(Images for object localization)
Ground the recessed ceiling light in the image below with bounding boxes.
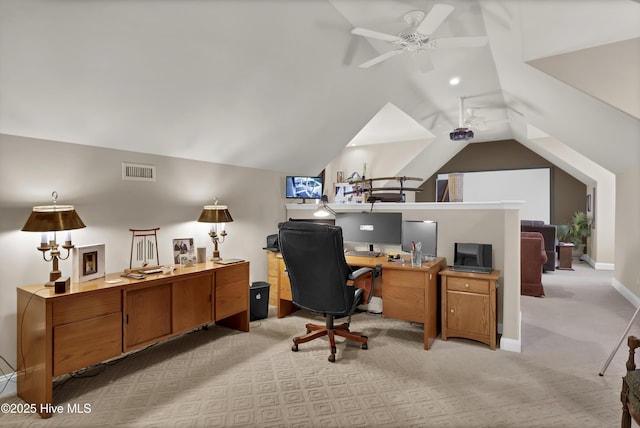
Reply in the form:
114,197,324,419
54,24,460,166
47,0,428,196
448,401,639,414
449,76,460,86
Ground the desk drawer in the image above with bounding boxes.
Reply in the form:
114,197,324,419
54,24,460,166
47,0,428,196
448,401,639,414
447,277,490,294
381,270,425,323
53,290,121,326
53,312,122,376
216,262,249,285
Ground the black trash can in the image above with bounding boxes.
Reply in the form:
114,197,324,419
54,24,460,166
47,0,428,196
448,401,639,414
250,281,270,321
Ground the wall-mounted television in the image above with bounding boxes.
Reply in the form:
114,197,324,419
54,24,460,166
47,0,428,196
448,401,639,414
285,176,323,200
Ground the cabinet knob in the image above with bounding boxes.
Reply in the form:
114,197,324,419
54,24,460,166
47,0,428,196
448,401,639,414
450,309,454,313
465,283,469,288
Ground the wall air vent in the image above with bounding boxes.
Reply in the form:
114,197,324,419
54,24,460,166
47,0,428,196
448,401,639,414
122,162,156,182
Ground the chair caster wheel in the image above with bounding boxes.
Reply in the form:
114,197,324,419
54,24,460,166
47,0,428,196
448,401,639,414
362,343,368,350
328,354,336,362
292,344,298,352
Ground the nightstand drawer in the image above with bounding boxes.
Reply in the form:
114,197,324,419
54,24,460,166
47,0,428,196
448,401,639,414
447,277,490,294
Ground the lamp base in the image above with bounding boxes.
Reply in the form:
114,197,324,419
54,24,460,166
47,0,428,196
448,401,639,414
211,249,221,261
49,270,62,283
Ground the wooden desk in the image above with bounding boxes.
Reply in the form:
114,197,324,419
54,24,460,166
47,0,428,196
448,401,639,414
17,261,249,419
267,252,446,350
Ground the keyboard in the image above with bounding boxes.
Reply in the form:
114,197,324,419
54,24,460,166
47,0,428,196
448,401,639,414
346,250,381,257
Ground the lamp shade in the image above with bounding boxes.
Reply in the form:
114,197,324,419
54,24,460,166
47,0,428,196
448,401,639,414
197,205,233,223
21,205,86,232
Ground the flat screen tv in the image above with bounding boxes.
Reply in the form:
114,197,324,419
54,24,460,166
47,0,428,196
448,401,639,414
401,220,437,259
285,176,323,200
334,212,402,246
452,243,493,273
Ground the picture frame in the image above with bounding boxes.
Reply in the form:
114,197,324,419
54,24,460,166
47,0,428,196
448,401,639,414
173,238,196,266
72,244,106,283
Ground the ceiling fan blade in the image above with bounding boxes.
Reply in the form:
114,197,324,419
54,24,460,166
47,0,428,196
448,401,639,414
427,36,488,49
359,49,404,68
351,27,402,43
416,4,454,35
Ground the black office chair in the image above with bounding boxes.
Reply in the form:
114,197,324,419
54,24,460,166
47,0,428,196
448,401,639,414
278,221,374,362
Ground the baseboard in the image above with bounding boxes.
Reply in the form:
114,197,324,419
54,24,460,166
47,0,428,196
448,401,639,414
613,278,640,308
581,254,614,270
499,311,521,353
500,337,521,352
0,372,17,398
594,261,615,270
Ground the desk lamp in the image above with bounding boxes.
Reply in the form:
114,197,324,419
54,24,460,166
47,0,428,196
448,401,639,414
197,198,233,261
21,191,86,282
314,195,336,218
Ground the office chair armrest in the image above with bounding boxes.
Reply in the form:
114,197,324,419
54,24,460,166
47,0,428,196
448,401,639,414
349,267,374,281
348,267,374,304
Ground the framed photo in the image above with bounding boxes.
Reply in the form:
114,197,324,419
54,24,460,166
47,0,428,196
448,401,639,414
173,238,196,266
72,244,106,283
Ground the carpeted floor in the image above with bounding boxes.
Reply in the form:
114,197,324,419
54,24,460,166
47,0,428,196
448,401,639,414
1,261,634,427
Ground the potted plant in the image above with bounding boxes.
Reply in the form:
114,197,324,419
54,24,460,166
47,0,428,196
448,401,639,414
557,211,591,258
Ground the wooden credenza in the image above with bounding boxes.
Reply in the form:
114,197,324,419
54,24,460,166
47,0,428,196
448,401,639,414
17,261,249,418
267,251,446,350
439,268,499,350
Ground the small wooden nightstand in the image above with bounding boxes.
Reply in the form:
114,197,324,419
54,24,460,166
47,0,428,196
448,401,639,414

### [Assigned task]
Scan the entries above for the string "lamp", and copy every line where it turns up.

### [Output of the task]
Ground the lamp base in the image above with bounding boxes.
Ground the lamp shade in the image above with bounding boxes.
Ground the desk lamp in the image above with bounding boxes.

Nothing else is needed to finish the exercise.